Please identify every line in the rows below that contains the string "blue" and copy each of those lines in full.

> _RECORDS FOR PROCESSING_:
---
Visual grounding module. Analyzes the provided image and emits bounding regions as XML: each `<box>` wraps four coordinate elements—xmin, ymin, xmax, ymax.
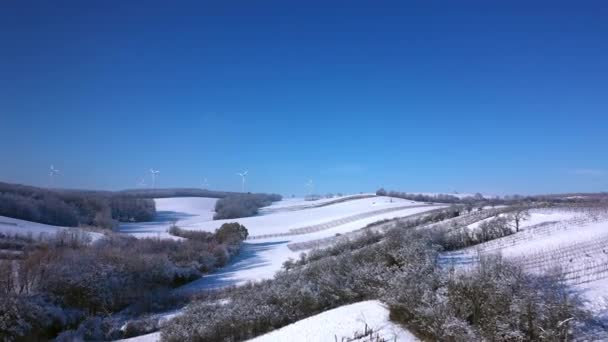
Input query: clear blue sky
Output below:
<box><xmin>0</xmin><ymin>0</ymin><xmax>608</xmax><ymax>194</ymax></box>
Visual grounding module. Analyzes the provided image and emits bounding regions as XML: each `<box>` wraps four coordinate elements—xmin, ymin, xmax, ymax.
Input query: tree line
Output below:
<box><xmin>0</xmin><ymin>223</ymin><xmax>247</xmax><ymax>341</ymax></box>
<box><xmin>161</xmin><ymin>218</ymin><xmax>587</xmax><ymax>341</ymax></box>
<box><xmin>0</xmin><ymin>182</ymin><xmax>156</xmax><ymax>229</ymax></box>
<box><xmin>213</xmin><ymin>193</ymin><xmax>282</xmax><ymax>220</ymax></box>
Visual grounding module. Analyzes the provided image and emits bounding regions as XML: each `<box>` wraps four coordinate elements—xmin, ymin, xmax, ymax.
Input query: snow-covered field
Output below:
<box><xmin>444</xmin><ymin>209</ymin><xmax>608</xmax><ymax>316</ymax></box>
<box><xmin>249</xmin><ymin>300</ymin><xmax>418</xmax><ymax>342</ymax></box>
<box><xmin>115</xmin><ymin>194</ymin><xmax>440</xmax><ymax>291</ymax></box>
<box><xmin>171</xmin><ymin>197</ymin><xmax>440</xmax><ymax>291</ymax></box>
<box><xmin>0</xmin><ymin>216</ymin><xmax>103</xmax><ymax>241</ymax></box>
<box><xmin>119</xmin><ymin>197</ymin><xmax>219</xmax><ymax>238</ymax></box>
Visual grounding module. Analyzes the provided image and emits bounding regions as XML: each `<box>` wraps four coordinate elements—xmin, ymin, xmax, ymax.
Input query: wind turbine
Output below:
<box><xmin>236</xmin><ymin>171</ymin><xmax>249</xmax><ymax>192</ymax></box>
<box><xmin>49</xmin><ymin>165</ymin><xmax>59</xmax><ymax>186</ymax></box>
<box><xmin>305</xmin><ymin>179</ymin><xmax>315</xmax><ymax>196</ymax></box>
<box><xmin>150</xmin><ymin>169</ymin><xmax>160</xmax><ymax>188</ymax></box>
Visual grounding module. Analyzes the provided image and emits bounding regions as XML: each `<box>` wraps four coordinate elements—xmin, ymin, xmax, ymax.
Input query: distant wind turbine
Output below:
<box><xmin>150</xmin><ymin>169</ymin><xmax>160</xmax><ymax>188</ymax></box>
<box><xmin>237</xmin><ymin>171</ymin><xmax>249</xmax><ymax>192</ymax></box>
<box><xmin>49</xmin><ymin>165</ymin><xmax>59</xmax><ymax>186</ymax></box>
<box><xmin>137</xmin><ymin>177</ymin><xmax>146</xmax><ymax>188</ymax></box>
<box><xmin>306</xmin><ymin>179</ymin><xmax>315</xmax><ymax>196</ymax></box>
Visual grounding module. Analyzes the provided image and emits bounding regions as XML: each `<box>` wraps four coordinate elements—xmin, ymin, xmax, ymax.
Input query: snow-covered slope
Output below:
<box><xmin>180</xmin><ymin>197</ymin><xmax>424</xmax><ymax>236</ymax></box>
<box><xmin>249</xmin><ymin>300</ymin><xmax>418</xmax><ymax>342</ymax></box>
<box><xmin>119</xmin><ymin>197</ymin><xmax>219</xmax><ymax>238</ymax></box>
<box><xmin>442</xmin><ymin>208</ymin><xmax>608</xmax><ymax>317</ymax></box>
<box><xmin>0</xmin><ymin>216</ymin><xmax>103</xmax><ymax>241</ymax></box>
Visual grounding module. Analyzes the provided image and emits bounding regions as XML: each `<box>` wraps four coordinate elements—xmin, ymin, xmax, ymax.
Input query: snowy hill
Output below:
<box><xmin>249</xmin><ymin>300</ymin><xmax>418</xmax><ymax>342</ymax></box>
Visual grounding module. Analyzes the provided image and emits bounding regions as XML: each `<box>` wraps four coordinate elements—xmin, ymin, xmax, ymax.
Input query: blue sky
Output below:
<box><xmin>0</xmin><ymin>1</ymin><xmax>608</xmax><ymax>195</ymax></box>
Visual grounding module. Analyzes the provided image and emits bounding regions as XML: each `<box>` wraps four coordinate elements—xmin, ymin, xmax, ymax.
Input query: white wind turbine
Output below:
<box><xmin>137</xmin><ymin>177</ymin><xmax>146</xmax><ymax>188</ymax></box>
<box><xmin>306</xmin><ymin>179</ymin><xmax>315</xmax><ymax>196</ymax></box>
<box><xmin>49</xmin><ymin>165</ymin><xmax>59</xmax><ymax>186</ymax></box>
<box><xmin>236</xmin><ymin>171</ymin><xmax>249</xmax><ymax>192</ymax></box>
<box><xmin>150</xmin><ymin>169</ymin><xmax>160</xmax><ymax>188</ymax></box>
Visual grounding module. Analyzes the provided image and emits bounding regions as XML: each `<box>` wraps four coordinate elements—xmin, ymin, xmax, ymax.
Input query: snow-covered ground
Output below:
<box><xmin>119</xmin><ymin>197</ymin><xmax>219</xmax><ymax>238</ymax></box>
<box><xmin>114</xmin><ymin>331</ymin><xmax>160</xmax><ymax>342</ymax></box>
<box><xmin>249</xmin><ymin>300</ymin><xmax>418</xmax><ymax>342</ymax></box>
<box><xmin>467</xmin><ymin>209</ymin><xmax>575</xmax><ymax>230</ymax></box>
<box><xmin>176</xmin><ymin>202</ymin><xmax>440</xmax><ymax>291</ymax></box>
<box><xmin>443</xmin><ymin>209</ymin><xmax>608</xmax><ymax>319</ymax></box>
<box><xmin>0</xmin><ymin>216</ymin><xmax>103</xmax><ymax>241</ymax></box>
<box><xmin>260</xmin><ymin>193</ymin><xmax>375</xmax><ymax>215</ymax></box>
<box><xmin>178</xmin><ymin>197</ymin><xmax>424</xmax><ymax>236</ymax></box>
---
> _FULL RESPONSE_:
Input query: clear blue sky
Input query: blue sky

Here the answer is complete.